» **RECORDS FOR THIS EXERCISE**:
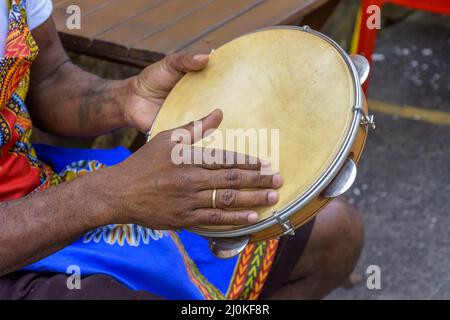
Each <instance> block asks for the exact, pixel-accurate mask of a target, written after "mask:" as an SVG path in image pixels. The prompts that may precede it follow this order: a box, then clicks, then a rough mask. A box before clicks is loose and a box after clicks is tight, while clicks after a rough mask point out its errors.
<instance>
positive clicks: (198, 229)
mask: <svg viewBox="0 0 450 320" xmlns="http://www.w3.org/2000/svg"><path fill="white" fill-rule="evenodd" d="M272 29H292V30H298V31H301V32H308V33H311V34H313V35H315V36H318V37H320V38H322V39H323V40H325V41H327V42H328V43H329V44H331V45H332V46H333V47H334V48H335V49H336V50H337V51H338V52H339V53H340V55H341V56H342V58H343V59H344V61H345V63H346V64H347V66H348V68H349V69H350V70H351V75H352V80H353V85H354V87H355V101H354V104H353V105H352V106H351V108H352V111H353V119H352V123H351V126H350V129H349V132H348V134H347V137H346V138H345V140H344V145H343V148H342V149H341V150H340V151H339V153H338V154H337V155H336V157H335V158H334V160H333V162H332V163H331V165H330V167H329V168H328V169H327V170H326V171H325V172H324V173H323V174H322V176H321V178H320V179H319V180H318V181H317V182H316V183H315V184H314V185H313V186H312V187H310V188H309V190H307V191H306V192H305V193H304V194H303V195H302V196H300V197H299V198H297V199H296V200H295V201H294V202H293V203H291V204H289V205H287V206H286V207H284V208H283V209H281V210H279V211H276V212H274V214H273V216H272V217H269V218H266V219H264V220H262V221H260V222H258V223H256V224H253V225H250V226H247V227H243V228H240V229H235V230H206V229H203V228H191V229H190V231H192V232H194V233H196V234H198V235H200V236H204V237H208V238H234V237H243V236H248V235H251V234H254V233H256V232H259V231H262V230H264V229H267V228H269V227H272V226H273V225H276V224H279V221H280V220H286V219H288V218H289V217H290V216H291V215H293V214H294V213H296V212H297V211H299V210H300V209H302V208H303V207H304V206H305V205H307V204H308V203H309V202H310V201H311V200H313V199H314V198H316V197H317V196H319V194H320V193H321V192H322V191H323V190H324V189H325V188H326V187H327V186H328V185H329V184H330V183H331V181H332V180H333V179H334V178H335V177H336V175H337V174H338V173H339V171H340V170H341V168H342V166H343V165H344V163H345V161H346V160H347V158H348V156H349V153H350V150H351V148H352V145H353V143H354V141H355V139H356V135H357V133H358V127H359V125H360V122H361V117H362V111H361V110H362V88H361V82H360V79H359V76H358V72H357V70H356V67H355V65H354V64H353V62H352V60H351V58H350V56H349V55H348V54H347V53H346V52H345V51H344V50H343V49H342V48H341V47H340V46H339V45H338V44H337V43H336V42H335V41H334V40H333V39H331V38H330V37H328V36H326V35H324V34H323V33H321V32H318V31H315V30H313V29H311V28H310V27H308V26H303V27H296V26H275V27H268V28H262V29H258V30H255V31H253V32H250V33H249V34H252V33H255V32H261V31H265V30H272ZM247 35H248V34H247ZM244 36H245V35H244ZM238 38H239V37H238ZM154 123H155V121H154V122H153V124H152V127H151V128H150V130H149V132H148V133H147V135H146V136H147V142H148V141H150V139H151V134H152V131H153V127H154Z"/></svg>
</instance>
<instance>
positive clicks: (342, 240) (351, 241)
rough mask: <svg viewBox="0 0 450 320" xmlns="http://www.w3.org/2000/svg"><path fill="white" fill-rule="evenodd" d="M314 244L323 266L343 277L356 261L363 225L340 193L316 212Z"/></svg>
mask: <svg viewBox="0 0 450 320" xmlns="http://www.w3.org/2000/svg"><path fill="white" fill-rule="evenodd" d="M317 227H318V228H317V234H316V236H317V238H316V240H317V245H318V247H319V252H322V253H323V255H324V256H323V259H324V267H325V269H326V270H327V271H328V272H329V273H331V274H333V275H334V276H336V277H337V278H338V279H340V280H342V281H343V280H345V279H346V277H347V276H348V275H350V273H351V272H352V271H353V269H354V267H355V265H356V263H357V262H358V258H359V255H360V253H361V249H362V246H363V242H364V226H363V223H362V220H361V217H360V215H359V213H358V211H357V210H356V209H355V208H354V207H353V206H352V205H350V204H349V203H348V201H347V200H346V199H345V198H343V197H341V198H338V199H336V200H334V201H333V202H332V203H331V204H330V205H329V206H327V207H326V208H325V209H324V210H323V211H322V212H321V213H319V215H318V216H317Z"/></svg>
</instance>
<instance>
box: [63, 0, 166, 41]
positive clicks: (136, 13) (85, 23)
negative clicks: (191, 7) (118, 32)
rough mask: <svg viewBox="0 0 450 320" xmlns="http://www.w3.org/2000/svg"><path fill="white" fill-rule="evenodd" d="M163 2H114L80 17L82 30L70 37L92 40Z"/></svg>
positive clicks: (160, 3)
mask: <svg viewBox="0 0 450 320" xmlns="http://www.w3.org/2000/svg"><path fill="white" fill-rule="evenodd" d="M163 1H164V0H127V1H126V2H123V1H114V2H111V3H109V4H108V5H106V6H104V7H103V8H101V10H96V11H95V12H92V13H90V14H87V15H85V16H83V17H82V28H81V29H80V30H73V31H72V32H70V33H71V34H72V35H77V36H80V37H84V38H88V39H94V38H95V37H96V36H97V35H98V34H101V33H104V32H106V31H108V30H109V29H111V28H114V27H115V26H117V25H119V24H121V23H123V22H125V21H127V20H128V19H132V18H133V17H135V16H136V15H138V14H140V13H142V12H144V11H146V10H151V9H153V8H155V7H156V6H158V5H160V4H162V3H163Z"/></svg>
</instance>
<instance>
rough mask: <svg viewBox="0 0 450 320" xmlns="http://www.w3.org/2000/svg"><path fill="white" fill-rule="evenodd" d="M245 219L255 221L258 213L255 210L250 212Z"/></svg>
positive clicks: (252, 221) (257, 217)
mask: <svg viewBox="0 0 450 320" xmlns="http://www.w3.org/2000/svg"><path fill="white" fill-rule="evenodd" d="M247 221H248V222H249V223H255V222H257V221H258V214H257V213H256V212H252V213H250V214H249V215H248V216H247Z"/></svg>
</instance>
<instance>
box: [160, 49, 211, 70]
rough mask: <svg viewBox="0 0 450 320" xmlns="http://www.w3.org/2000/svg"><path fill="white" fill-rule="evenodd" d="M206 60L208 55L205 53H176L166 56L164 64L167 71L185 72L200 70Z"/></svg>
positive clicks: (208, 58)
mask: <svg viewBox="0 0 450 320" xmlns="http://www.w3.org/2000/svg"><path fill="white" fill-rule="evenodd" d="M208 61H209V56H208V55H206V54H193V53H176V54H172V55H169V56H167V58H166V63H165V65H166V68H167V69H168V71H169V72H173V71H175V72H180V73H186V72H189V71H199V70H202V69H203V68H205V67H206V65H207V64H208Z"/></svg>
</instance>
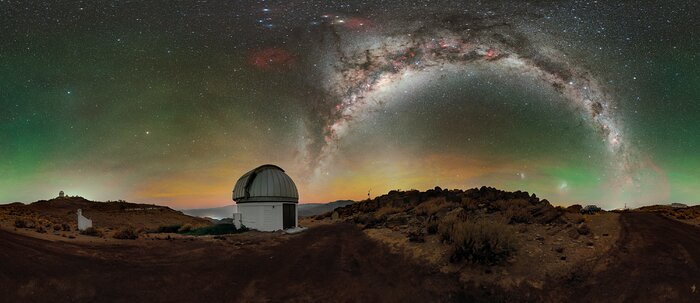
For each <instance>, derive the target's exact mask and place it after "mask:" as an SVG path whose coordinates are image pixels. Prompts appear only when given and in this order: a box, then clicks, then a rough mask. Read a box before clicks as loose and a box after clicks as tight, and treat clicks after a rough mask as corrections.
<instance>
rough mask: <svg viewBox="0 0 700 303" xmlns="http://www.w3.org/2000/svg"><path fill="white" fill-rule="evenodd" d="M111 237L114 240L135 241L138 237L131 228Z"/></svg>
mask: <svg viewBox="0 0 700 303" xmlns="http://www.w3.org/2000/svg"><path fill="white" fill-rule="evenodd" d="M112 237H113V238H115V239H125V240H136V239H137V238H138V237H139V235H138V234H137V233H136V231H134V229H133V228H131V227H124V228H121V229H119V230H118V231H117V232H115V233H114V235H113V236H112Z"/></svg>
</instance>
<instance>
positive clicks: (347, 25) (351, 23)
mask: <svg viewBox="0 0 700 303" xmlns="http://www.w3.org/2000/svg"><path fill="white" fill-rule="evenodd" d="M370 25H371V24H370V21H369V19H365V18H360V17H350V18H347V19H345V27H347V28H349V29H361V28H367V27H369V26H370Z"/></svg>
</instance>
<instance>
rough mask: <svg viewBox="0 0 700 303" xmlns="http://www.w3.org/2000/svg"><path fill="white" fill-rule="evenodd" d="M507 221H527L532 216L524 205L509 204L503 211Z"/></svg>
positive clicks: (518, 222) (529, 212)
mask: <svg viewBox="0 0 700 303" xmlns="http://www.w3.org/2000/svg"><path fill="white" fill-rule="evenodd" d="M504 215H505V217H506V220H508V223H510V224H512V223H529V222H530V219H531V218H532V216H531V215H530V212H529V211H528V210H527V208H525V207H518V206H511V207H510V208H508V209H507V210H506V211H505V214H504Z"/></svg>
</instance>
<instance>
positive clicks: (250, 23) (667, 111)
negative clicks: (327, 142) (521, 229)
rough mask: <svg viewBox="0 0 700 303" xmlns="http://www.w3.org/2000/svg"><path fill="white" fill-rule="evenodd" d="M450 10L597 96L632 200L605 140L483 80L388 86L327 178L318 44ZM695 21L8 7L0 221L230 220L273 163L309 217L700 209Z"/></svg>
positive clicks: (577, 11) (158, 6)
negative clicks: (156, 217) (619, 179)
mask: <svg viewBox="0 0 700 303" xmlns="http://www.w3.org/2000/svg"><path fill="white" fill-rule="evenodd" d="M455 12H458V13H462V14H469V15H470V16H477V17H478V18H482V19H493V20H499V22H503V23H507V24H511V25H513V26H516V27H517V28H519V29H521V31H524V32H525V33H529V34H531V35H533V36H537V37H546V39H542V38H540V39H539V40H538V39H537V38H533V40H534V41H540V42H541V43H544V44H546V46H547V47H551V48H555V49H557V50H558V51H560V52H561V53H564V54H566V56H567V57H568V58H570V60H571V61H570V62H571V64H575V65H577V66H584V67H585V68H586V69H588V70H589V71H591V73H593V74H594V75H595V77H596V78H597V79H601V82H603V83H605V85H606V89H608V91H609V92H610V93H611V95H612V96H613V98H614V99H615V100H614V102H615V103H614V104H615V108H616V110H617V113H619V114H618V117H619V120H620V124H621V125H622V127H624V130H625V132H626V134H627V135H626V136H627V137H626V139H627V140H628V142H629V143H630V145H632V146H634V148H635V150H637V151H639V153H640V154H641V155H643V158H644V161H645V163H647V165H646V170H645V171H644V172H642V173H640V175H641V177H640V178H641V181H640V182H639V184H638V185H637V186H636V187H633V188H632V189H631V190H629V191H628V192H626V193H623V194H620V193H618V192H616V189H615V188H614V186H613V185H611V184H614V183H615V182H613V181H614V180H611V179H612V178H614V177H613V176H612V175H611V174H610V172H609V168H608V166H609V163H608V162H606V161H601V160H600V159H601V158H604V157H605V146H604V144H602V143H601V139H600V137H599V136H598V135H597V134H596V133H595V131H594V130H593V129H592V127H591V126H590V125H588V124H587V123H585V121H583V119H582V118H581V117H580V115H578V114H577V112H576V111H575V110H574V109H572V108H570V107H569V106H566V105H563V104H565V102H560V101H561V99H562V97H561V96H559V95H557V94H556V93H554V92H553V90H552V89H550V88H547V87H546V85H543V84H542V83H539V82H538V81H536V80H535V79H530V78H528V77H524V76H520V75H517V74H511V73H501V72H498V71H497V70H488V69H485V70H477V71H473V70H469V71H467V70H441V71H438V72H430V73H422V74H417V75H413V76H407V77H404V78H402V79H401V80H399V81H397V82H396V83H394V84H392V85H391V87H390V88H387V89H385V90H383V91H381V92H380V93H378V94H377V95H376V96H374V98H377V99H379V100H380V101H381V102H380V103H382V104H383V106H380V107H377V108H375V109H374V110H373V111H372V112H370V113H367V114H366V115H364V116H363V118H362V119H361V120H358V121H356V122H353V124H352V128H351V129H350V130H349V131H348V133H347V135H346V136H344V137H342V138H341V139H340V140H339V142H338V144H337V146H336V147H335V148H336V149H337V150H336V151H335V156H334V157H333V158H332V162H331V163H329V164H328V165H325V166H324V167H323V169H322V170H321V171H320V172H319V170H318V169H317V167H316V165H317V163H315V162H314V161H310V160H309V158H308V154H309V150H311V151H312V152H311V154H313V153H314V152H313V151H314V150H317V149H318V144H319V142H322V139H321V138H322V137H323V136H324V133H323V121H325V120H324V119H325V118H324V115H327V112H328V111H329V109H328V108H329V107H330V108H332V107H333V102H334V100H332V98H331V97H329V95H328V94H323V93H322V91H323V83H324V79H323V78H322V77H320V76H319V75H322V74H323V69H324V68H327V66H325V65H328V64H327V60H325V59H324V60H321V59H319V58H318V57H317V56H316V55H311V54H312V53H313V52H311V50H317V49H322V47H321V46H323V45H324V43H327V42H326V41H324V39H323V37H324V35H325V34H324V33H327V32H328V31H329V28H332V32H333V33H340V34H339V35H342V36H343V37H350V38H358V37H359V38H358V39H361V38H362V37H367V36H372V37H375V38H376V37H377V36H379V37H381V35H382V33H383V32H384V31H386V29H387V28H397V27H401V26H402V24H404V22H407V21H406V20H412V21H415V20H419V21H420V20H433V19H436V18H437V19H440V18H442V17H444V16H449V15H451V14H454V13H455ZM699 13H700V8H699V7H698V5H697V4H696V3H695V2H694V1H675V0H674V1H619V2H615V3H608V2H607V1H600V2H598V1H531V2H522V1H514V2H506V1H477V2H473V3H469V4H464V3H461V1H452V2H450V1H442V2H439V1H366V2H359V1H257V2H254V1H117V0H114V1H9V0H0V41H2V43H0V203H9V202H14V201H24V202H31V201H35V200H38V199H45V198H50V197H53V196H55V195H56V193H57V192H58V191H59V190H64V191H66V192H67V194H69V195H81V196H85V197H87V198H89V199H94V200H110V199H111V200H116V199H125V200H129V201H138V202H149V203H157V204H164V205H169V206H172V207H175V208H194V207H210V206H220V205H226V204H230V203H231V201H230V191H231V187H232V186H233V183H235V181H236V179H237V178H238V176H240V175H241V174H243V173H245V172H246V171H248V170H250V169H252V168H254V167H256V166H258V165H260V164H264V163H275V164H278V165H280V166H281V167H283V168H285V170H286V171H287V173H288V174H290V175H291V176H292V178H293V179H294V180H295V182H296V183H297V186H298V187H299V191H300V194H301V201H303V202H328V201H333V200H337V199H363V198H366V197H367V194H368V191H369V190H371V195H372V196H374V195H375V194H381V193H384V192H386V191H388V190H391V189H411V188H416V189H421V190H424V189H427V188H432V187H434V186H436V185H439V186H441V187H443V188H445V187H447V188H469V187H474V186H481V185H488V186H495V187H499V188H502V189H507V190H526V191H530V192H535V193H537V195H538V196H540V197H543V198H547V199H549V200H550V201H552V202H553V203H554V204H561V205H567V204H572V203H584V204H591V203H598V204H600V205H603V206H605V207H607V208H614V207H621V206H623V205H624V204H625V203H626V204H627V205H628V206H635V205H642V204H649V203H669V202H683V203H688V204H697V203H698V202H700V187H698V184H700V153H698V149H700V135H699V134H700V123H699V122H700V64H699V62H698V60H700V58H698V57H699V55H698V46H700V38H699V37H698V36H697V35H698V29H700V21H699V17H698V15H699ZM455 18H457V19H456V20H457V21H459V17H455ZM452 20H453V21H454V18H453V19H452ZM328 56H333V55H332V54H330V53H329V54H328ZM324 64H325V65H324ZM326 120H327V119H326Z"/></svg>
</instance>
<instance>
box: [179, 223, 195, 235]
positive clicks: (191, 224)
mask: <svg viewBox="0 0 700 303" xmlns="http://www.w3.org/2000/svg"><path fill="white" fill-rule="evenodd" d="M190 230H192V224H185V225H183V226H182V227H180V228H179V229H178V230H177V232H178V233H186V232H188V231H190Z"/></svg>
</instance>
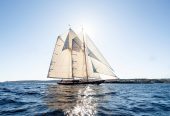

» **EXERCISE INSTRUCTIONS**: Copy word for word the stretch of entries above from the line that has "positive clicks: (250, 23) (667, 111)" through the line that has "positive clicks: (577, 11) (158, 6)", both ends included, and nothing outside it.

» **RESULT FOR THIS EXERCISE**:
positive clicks: (250, 23) (667, 111)
negative clicks: (327, 142) (521, 229)
rough mask: <svg viewBox="0 0 700 303" xmlns="http://www.w3.org/2000/svg"><path fill="white" fill-rule="evenodd" d="M450 10L597 96L632 200L605 140L483 80L388 86L327 178L318 44ZM695 21L8 7L0 221L230 220L273 163L309 217L700 209Z"/></svg>
positive clicks: (577, 11) (158, 6)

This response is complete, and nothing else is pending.